=== Seçilen metin ===

Bir imparatorluğun yıkılışına, Cumhuriyet ile gelen yeni düzene ayak uydurmuş ve iki 'Dünya Savaşı' atlatmış bir Fransız okulunun, Notre Dame De Sion'un Türkiye macerası, kül rengi duvarlar arasında, bambaşka renkler taşır.
İşte bu farklı renklerin peşinde, Ülkem Özge Sevgilier, Popüler Tarih için, özel bir dosya hazırladı...
Eğitim serüvenine bundan tam yüz elli yıl önce başlayan Notre Dame de Sion, bugün karma bir lise olarak öğrenci yetiştirmeyi sürdürüyor. Okul, İstanbul'da Elmadağ olarak bilinen kesimde, Taksim-Harbiye arasındaki yol üzerinde yer alıyor.
O bölge, okulun kurulduğu yıllarda 'Pangaltı' adıyla anılıyordu. Dame de Sion binası, 1843'te Papa'nın İstanbul temsilcisi Monsenyör Hillerau tarafından, hemen yanındaki Saint-Esprit Kilisesi ile birlikte inşa ettirilmişti.
O yıllarda Pangaltı, yerleşim yeri olarak, pek rağbet görmüyordu. Kilisenin önünden geçen isimsiz yolun diğer tarafında, Taksim'e kadar, boylu boyunca bir Ermeni mezarlığı uzanıyordu.
Monsenyör Hillerau Beyoğlu'ndaki Katolik cemaatine hizmet vermeye giderken, Pangaltı'daki binayı Filles de la Charité rahibelerine okul olarak kullanılmak üzere kiraladı.

=== Kayıtlı bilgiler ===

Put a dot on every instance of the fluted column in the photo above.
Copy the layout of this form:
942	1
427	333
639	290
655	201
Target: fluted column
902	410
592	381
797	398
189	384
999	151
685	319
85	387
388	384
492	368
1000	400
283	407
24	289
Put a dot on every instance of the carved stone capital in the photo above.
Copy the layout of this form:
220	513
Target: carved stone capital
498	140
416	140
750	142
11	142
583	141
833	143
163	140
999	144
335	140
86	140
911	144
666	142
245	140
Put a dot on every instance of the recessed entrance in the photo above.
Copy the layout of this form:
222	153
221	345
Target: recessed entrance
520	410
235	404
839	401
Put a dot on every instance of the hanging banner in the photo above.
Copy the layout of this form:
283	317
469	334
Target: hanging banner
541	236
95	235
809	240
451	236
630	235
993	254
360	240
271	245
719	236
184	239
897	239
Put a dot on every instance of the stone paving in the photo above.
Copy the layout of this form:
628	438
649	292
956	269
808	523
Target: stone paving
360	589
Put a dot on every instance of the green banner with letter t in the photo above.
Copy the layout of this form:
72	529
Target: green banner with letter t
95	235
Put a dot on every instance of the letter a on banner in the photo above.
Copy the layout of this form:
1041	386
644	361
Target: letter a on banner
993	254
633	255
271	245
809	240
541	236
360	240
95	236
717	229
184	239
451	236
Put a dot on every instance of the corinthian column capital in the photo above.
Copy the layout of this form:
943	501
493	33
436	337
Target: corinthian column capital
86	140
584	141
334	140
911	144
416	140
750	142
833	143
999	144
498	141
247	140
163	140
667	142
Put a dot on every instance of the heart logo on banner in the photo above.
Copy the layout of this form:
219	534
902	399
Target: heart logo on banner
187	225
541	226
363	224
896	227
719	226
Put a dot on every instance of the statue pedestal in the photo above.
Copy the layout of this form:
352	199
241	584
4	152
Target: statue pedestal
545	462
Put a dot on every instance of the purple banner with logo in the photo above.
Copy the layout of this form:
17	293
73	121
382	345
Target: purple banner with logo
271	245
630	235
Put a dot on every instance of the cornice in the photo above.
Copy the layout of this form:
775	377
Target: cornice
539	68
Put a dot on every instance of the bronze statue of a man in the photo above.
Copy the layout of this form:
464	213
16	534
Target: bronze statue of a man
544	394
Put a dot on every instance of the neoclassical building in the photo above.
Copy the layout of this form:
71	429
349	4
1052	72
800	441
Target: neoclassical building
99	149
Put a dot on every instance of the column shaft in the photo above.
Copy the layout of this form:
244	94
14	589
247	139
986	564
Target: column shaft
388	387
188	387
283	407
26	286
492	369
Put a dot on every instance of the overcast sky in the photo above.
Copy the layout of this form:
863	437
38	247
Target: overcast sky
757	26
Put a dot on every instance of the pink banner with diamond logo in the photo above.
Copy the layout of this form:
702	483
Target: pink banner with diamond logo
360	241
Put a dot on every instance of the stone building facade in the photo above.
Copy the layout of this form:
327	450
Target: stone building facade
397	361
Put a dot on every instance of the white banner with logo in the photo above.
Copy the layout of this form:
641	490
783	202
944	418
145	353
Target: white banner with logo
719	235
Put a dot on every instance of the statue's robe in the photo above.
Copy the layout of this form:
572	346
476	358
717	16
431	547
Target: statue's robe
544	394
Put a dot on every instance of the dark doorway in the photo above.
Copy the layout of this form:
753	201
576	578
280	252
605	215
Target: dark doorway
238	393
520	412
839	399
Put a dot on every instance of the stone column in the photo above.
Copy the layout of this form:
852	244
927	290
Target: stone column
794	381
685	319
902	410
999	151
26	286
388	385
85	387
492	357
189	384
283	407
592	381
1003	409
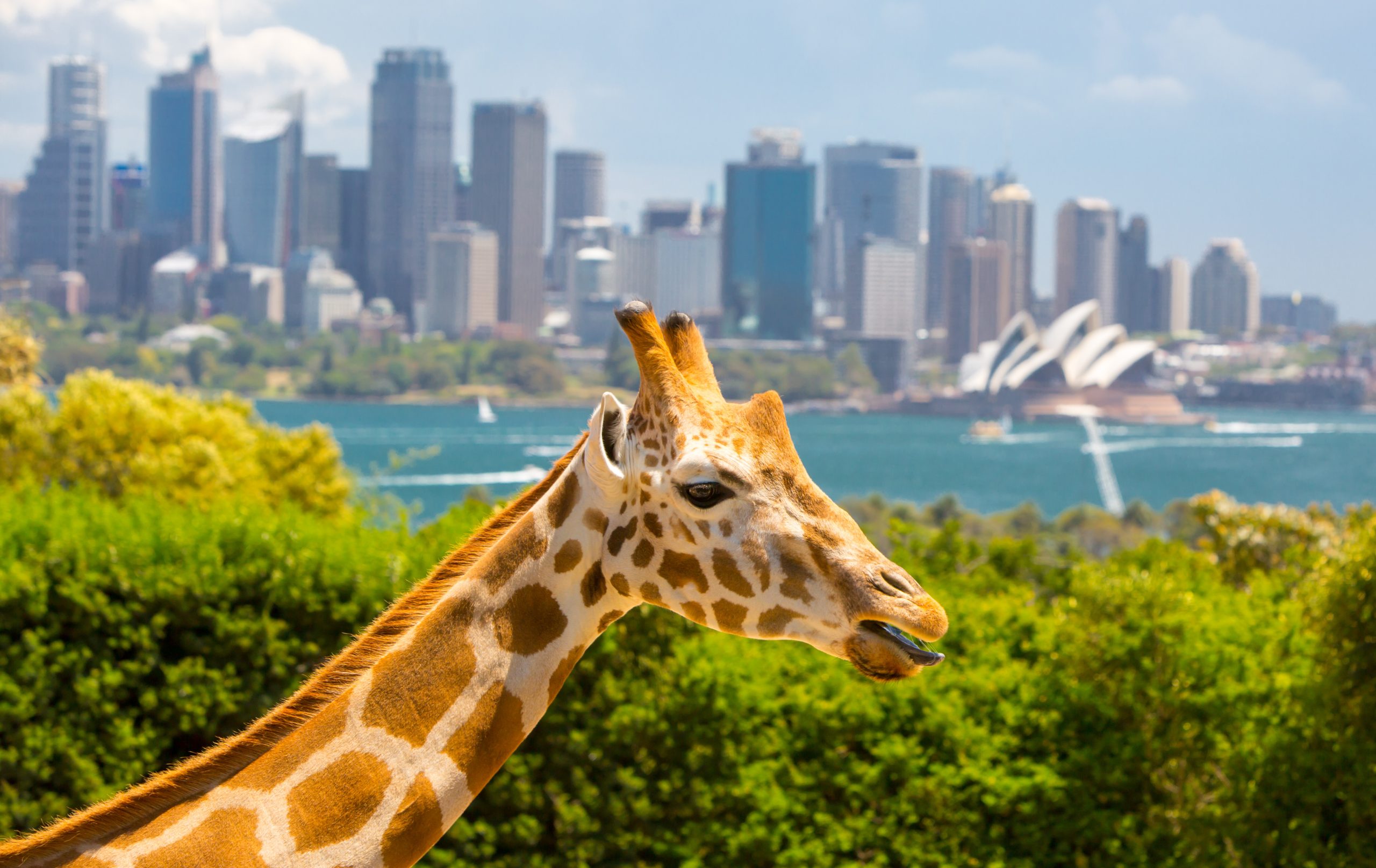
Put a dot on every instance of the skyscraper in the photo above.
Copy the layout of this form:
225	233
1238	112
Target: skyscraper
186	166
1086	256
1227	291
979	298
1173	286
354	226
767	240
510	200
1138	292
321	204
412	170
1012	218
947	226
461	286
263	168
64	204
580	185
873	189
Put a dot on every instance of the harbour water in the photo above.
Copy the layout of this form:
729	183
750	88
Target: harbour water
1290	457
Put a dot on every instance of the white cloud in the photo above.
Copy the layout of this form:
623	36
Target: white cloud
997	60
1143	91
1202	47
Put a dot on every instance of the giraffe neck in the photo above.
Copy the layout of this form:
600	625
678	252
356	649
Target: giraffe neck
379	773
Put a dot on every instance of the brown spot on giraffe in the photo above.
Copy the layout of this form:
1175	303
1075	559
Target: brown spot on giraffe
414	685
520	544
277	765
488	738
731	616
608	620
416	826
643	554
562	500
569	556
593	585
529	621
566	666
653	525
796	576
227	837
679	570
621	535
333	804
724	567
774	621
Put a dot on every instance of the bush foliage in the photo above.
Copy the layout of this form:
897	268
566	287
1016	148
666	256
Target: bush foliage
1165	706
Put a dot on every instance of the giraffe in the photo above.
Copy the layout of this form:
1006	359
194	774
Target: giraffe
682	501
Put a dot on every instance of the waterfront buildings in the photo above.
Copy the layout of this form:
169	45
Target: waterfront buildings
461	285
1227	291
767	240
1012	218
947	226
411	171
1086	256
263	173
979	295
871	190
321	215
186	166
508	197
64	205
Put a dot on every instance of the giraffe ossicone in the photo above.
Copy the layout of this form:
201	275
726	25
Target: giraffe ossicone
683	501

===

_Verilen görev 1_. Notre Dame de Sion metninin "O bölge, okulun" ifadesinden "Ermeni mezarlığı uzanıyordu." ifadesine kadar olan kısmını, "Ermeni mezarlığı" ifadesini "Rum mezarlığı" olarak değiştirerek yeniden yazın.
_Verilen görev 2_. Notre Dame de Sion okulunun tarihini anlatan metni kaldığı yerden devam ettirin.
Bu iş için kayıtlara ihtiyaç yoktur.

_Beklenen yanıt 1_.
O bölge, okulun kurulduğu yıllarda 'Pangaltı' adıyla anılıyordu. Dame de Sion binası, 1843'te Papa'nın İstanbul temsilcisi Monsenyör Hillerau tarafından, hemen yanındaki Saint-Esprit Kilisesi ile birlikte inşa ettirilmişti.
O yıllarda Pangaltı, yerleşim yeri olarak, pek rağbet görmüyordu. Kilisenin önünden geçen isimsiz yolun diğer tarafında, Taksim'e kadar, boylu boyunca bir Rum mezarlığı uzanıyordu.

_Beklenen yanıt 2_.
Bu rahibe grubu aslında, on beş yıl önce Galata'da kurdukları okul ve yardım merkezine güvenli bir yuva arayışındaydı. Galata'dan sonraki durakları Taksim'de aradıklarını bulamamış, salgın hastalık ve yangın tehdidini yanı başlarında hissederek, daha sakin ve korunaklı bir yer bulmaya niyet etmişlerdi: Pangaltı'daki bu bina onlar için biçilmiş kaftandı.
Filles de la Charité rahibelerinin bir araya gelme amacı, "yoksullar içinde en yoksul olana yardım eli uzatmak" idi. Kendilerini, olumsuz şartlara doğan ve bu şartlarda yaşamak zorunda kalan talihsiz insanlara yardım götürmeye adamışlardı.
Yoksullara ulaşmak için kurulan bu okul, zaman içinde, kuruluş amacından ve görev alanından çok farklı bir anlam yüklenmişti. Artık, İstanbul'un önde gelen Levanten aileleri kız çocuklarının burada eğitim almasını istiyordu.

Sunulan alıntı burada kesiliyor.